Items listed in a dataset
________________

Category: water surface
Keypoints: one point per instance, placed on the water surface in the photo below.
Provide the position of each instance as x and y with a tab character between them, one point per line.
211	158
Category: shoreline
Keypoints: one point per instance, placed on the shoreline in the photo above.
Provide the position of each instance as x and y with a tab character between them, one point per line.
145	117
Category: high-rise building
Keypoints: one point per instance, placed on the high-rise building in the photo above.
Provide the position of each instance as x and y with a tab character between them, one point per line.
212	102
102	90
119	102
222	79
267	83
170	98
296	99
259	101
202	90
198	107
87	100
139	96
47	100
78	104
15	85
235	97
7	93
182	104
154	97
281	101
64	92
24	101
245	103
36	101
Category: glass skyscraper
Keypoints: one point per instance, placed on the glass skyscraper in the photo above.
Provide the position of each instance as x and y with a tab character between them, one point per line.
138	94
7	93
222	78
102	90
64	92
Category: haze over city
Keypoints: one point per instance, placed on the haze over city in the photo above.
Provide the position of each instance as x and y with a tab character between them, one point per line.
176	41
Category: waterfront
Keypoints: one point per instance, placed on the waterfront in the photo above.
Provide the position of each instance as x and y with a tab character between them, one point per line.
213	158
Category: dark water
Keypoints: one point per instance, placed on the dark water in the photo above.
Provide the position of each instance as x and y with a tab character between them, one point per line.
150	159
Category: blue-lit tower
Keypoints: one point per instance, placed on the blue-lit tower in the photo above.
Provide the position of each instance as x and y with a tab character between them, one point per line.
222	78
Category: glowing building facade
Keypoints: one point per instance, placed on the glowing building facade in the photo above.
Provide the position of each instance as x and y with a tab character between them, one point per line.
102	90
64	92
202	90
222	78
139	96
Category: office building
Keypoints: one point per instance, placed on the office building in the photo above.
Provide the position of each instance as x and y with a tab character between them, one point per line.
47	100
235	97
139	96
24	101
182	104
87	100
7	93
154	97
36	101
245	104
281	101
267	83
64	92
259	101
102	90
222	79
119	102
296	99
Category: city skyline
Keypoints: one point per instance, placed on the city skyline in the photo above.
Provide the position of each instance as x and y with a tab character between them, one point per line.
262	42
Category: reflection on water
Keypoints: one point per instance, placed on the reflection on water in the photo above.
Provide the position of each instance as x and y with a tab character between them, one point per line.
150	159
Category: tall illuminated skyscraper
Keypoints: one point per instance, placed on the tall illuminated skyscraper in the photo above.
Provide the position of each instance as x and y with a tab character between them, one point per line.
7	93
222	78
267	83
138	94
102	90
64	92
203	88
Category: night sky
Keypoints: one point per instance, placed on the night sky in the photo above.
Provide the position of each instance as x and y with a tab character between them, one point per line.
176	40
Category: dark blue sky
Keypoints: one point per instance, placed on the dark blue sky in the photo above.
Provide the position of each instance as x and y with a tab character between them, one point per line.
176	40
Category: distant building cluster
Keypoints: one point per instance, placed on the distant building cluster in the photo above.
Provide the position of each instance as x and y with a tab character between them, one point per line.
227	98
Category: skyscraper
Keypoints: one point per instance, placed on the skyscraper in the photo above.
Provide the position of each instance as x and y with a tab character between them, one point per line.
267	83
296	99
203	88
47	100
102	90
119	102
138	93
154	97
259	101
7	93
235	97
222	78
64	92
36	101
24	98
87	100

________________

→ WORK ORDER: Pull from the data each line where the string "surface" turns up.

→ RESPONSE:
Category: water surface
Keypoints: one point per instance, placed on the water surface in the photo below.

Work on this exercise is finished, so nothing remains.